| OBJECTIVE |
Convert the data below into a two-column CSV with the header input,output. Each row should hold one sentence from the data and the coordinate lines that follow it, with each field in double quotes and line breaks within a field replaced by spaces.

| RECORDS SUPPLIED |

──────

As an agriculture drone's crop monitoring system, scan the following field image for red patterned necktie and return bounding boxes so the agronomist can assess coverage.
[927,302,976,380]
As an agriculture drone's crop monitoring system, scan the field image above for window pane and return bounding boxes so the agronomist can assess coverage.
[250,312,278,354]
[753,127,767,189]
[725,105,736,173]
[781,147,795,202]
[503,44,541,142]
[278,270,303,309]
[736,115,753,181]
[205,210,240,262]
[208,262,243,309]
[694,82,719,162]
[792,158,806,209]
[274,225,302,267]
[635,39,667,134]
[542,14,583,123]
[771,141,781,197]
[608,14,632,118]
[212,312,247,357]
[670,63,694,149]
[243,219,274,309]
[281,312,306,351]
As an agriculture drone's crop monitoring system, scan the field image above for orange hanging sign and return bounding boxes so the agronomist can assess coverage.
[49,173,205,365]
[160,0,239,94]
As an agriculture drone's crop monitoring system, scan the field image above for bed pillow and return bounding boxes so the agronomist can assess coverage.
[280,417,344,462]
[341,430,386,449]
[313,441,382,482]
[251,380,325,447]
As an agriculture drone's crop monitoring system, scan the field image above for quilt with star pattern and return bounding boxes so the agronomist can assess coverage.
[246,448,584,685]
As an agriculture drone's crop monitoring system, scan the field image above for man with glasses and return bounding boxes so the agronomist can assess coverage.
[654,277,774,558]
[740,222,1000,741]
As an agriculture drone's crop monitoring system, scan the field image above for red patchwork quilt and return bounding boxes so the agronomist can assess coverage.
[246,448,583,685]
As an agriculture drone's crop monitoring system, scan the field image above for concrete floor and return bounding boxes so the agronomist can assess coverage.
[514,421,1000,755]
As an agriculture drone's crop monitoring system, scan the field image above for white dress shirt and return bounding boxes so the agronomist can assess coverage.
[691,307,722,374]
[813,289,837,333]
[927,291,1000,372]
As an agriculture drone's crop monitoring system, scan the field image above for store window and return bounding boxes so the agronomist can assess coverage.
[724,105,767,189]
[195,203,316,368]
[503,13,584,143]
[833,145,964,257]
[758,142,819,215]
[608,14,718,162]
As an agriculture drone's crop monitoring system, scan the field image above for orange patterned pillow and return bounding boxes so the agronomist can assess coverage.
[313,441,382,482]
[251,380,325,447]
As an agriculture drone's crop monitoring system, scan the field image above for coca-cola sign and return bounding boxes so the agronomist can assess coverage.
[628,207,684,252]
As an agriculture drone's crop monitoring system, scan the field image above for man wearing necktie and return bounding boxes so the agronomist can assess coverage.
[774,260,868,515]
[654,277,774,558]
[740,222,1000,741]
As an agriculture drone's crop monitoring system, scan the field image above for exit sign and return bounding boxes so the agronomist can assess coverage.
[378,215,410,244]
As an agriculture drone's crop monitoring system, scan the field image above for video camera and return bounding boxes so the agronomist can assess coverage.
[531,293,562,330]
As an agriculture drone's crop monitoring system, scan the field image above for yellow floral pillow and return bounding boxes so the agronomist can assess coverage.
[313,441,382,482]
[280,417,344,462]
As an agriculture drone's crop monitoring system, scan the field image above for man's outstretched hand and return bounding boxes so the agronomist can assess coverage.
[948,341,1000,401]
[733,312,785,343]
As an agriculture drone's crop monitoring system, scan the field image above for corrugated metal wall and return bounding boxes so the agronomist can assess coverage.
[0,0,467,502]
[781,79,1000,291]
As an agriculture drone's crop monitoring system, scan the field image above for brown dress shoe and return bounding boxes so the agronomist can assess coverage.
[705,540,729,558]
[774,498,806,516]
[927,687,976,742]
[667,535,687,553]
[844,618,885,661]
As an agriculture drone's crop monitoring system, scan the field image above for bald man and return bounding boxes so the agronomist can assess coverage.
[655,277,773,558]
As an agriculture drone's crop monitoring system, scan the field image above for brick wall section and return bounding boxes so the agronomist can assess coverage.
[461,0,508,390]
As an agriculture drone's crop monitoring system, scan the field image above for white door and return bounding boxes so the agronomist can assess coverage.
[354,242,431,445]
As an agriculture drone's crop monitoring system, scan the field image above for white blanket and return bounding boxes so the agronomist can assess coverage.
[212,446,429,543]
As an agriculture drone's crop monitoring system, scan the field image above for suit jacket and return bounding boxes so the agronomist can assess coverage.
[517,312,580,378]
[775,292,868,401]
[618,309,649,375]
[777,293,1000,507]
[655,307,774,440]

──────

| EXERCISE OUTPUT |
input,output
"As an agriculture drone's crop monitoring system, scan the following field image for red patterned necktie and return bounding boxes so the agronomist can assess coverage.","[927,302,976,380]"
"As an agriculture drone's crop monitoring system, scan the field image above for window pane and return bounding boxes so the agronomist can assess coverage.","[250,312,278,354] [753,127,767,189] [725,105,736,173] [781,147,795,202] [503,44,541,142] [278,270,303,309] [736,115,753,181] [205,210,240,262] [208,262,243,309] [694,82,719,162] [792,158,806,209] [274,225,302,267] [635,39,667,134] [542,14,583,123] [771,141,781,197] [608,14,632,118] [212,312,247,357] [670,63,694,149] [243,219,274,309] [281,312,306,351]"
"As an agriculture drone's crop monitoring system, scan the field image above for orange hanging sign and return bounding boxes so the agronomist can assess coverage.","[49,173,205,365] [160,0,239,94]"
"As an agriculture drone's crop monitoring system, scan the field image above for bed pillow and return bounding boxes so the agronomist can assess coverage.","[280,417,344,462] [341,430,386,449] [313,441,382,482] [251,380,325,447]"
"As an agriculture drone's crop monitoring system, scan the field image above for quilt with star pattern and return bounding boxes so the agronomist can assess coverage.","[246,448,584,685]"
"As an agriculture drone's crop monitoring system, scan the field image above for man with glasses and return bounding boxes so the agronomist can assess coverage.","[654,277,774,558] [740,222,1000,741]"
"As an agriculture drone's crop monitoring system, scan the field image above for red patchwork quilt and return bounding boxes so the agronomist can assess coverage.","[246,448,583,685]"
"As an agriculture drone's crop monitoring system, scan the field image above for concrete floor and return bounding boxes so the agronomist can assess coverage.","[514,421,1000,755]"
"As an agriculture drone's crop monitoring system, scan the field image above for white dress shirt and return bounding boxes so the agronomist can assess coverage.","[691,307,722,374] [813,289,837,333] [927,291,1000,372]"
"As an agriculture drone's crop monitoring system, scan the field image above for store window and return bounding boxes so the agronomist can assess coverage.","[724,105,767,189] [195,203,316,368] [503,13,584,143] [833,145,964,257] [758,142,819,215] [608,14,718,162]"
"As an agriculture drone's crop monitoring system, scan the field image above for orange patterned pillow and return bounding boxes so the agronomist can assess coverage.","[313,441,382,482] [251,380,325,447]"
"As an agriculture drone's crop monitoring system, scan the field image above for coca-cola sign and return bounding boxes so the agronomist can assess coverage.","[628,207,684,252]"
"As an agriculture drone's crop monitoring system, scan the field image above for man wearing necktie and return bounding boxes so the agronomist can assess coverage.","[774,260,868,515] [654,277,774,558] [740,222,1000,741]"
"As an agriculture drone's crop monitoring system, scan the field image above for exit sign and return bounding boxes so the agronomist can assess coverage.","[378,215,410,244]"
"As an agriculture drone's crop monitoring system, scan the field image above for video camera and return bounding boxes so the agronomist can assess coverage.","[531,293,562,330]"
"As an agriculture drone's crop monitoring system, scan the field image above for yellow floral pillow and return bounding boxes so the agronomist can assess coverage.","[313,441,382,482] [280,417,344,462]"
"As an agriculture drone's crop monitoring system, scan the field image above for man's outstretched hand and return bounding boxes so the agronomist can assess coverage.","[948,341,1000,401] [733,312,785,343]"
"As an agriculture drone's crop monitoring system, scan the field image above for corrugated metal wall and return bounding boxes so the agronomist can assess coverage.","[0,0,467,502] [781,79,1000,291]"
"As an agriculture drone's crop monitoring system, scan the field image above for brown dress shoe and return bounding boxes so the agronomist can assess coverage.","[705,540,729,558] [774,498,806,516] [927,687,976,742] [667,535,687,553] [844,618,885,661]"
"As an agriculture drone's crop monitoring system, scan the field image above for bald man and return bounding boxes so the agronomist can assess coverage.","[655,277,773,558]"
"As an agriculture drone's crop monitoring system, scan the field image above for brick wall section and return bounding boxes so the agronomist can assess coverage.","[461,0,508,390]"
"As an agriculture drone's crop monitoring system, scan the field image above for white door and return bounding boxes so the agronomist can assess coverage.","[354,242,431,445]"
"As an agriculture drone's crop monitoring system, scan the field image above for white blanket and return bounding boxes so the agronomist can assess coverage.","[212,446,429,543]"
"As an agriculture drone's crop monitoring system, scan the field image above for suit jacket and return bounding boxes so the agronomist can assess coverage.","[517,312,580,378] [775,292,868,401] [618,309,649,375] [777,293,1000,507] [655,307,774,440]"